→ What to do
Can you put every line of the data below into a JSON list of strings, one string per line, leaving out blank lines?

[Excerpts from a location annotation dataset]
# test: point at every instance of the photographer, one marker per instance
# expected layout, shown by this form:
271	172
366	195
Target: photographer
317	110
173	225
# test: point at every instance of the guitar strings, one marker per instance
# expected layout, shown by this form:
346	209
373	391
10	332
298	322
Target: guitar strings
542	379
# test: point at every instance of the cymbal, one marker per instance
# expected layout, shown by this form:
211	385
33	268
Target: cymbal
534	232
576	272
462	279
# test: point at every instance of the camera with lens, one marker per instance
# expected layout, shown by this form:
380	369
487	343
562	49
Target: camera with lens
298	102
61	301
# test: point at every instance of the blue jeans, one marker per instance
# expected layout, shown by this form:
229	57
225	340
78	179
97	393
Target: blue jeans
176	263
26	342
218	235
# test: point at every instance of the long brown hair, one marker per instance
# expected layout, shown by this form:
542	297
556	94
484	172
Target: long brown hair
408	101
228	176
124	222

→ Solved exercise
[
  "# test: point at every instance of the photographer, one marker per instance",
  "# expected layout, shown by this form:",
  "271\t172",
  "366\t195",
  "Target: photographer",
  "317\t110",
  "173\t225",
  "# test: point at every instance of the guitar strings, one marker per instance",
  "# expected layout, shown by this form:",
  "346\t209",
  "373\t391",
  "10\t332",
  "298\t322",
  "Target: guitar strings",
  "542\t379",
  "# test: point at every instance of the cymbal, one marker per instance",
  "# expected layout, shown by this form:",
  "211\t385",
  "33\t268",
  "Target: cymbal",
  "534\t232",
  "576\t272",
  "462\t279",
  "# test: point at every instance of the camera with lens, one marker per instance",
  "# expected layout, shown by this form:",
  "380\t369",
  "487\t343",
  "562\t49",
  "Target: camera with lens",
  "298\t102",
  "61\t301",
  "# test: point at every instance of the blue jeans, one marker per instance",
  "# expected layout, shown by this form:",
  "229\t57",
  "225\t340",
  "78\t179",
  "97\t393",
  "Target: blue jeans",
  "176\t263",
  "26\t342",
  "218\t235",
  "# test: point at every instance of the long brown hair, one marker per instance",
  "# expected layout, shown by this form:",
  "542\t297",
  "556\t94",
  "484\t172",
  "Target: long brown hair",
  "408\t101",
  "228\t176",
  "124\t222"
]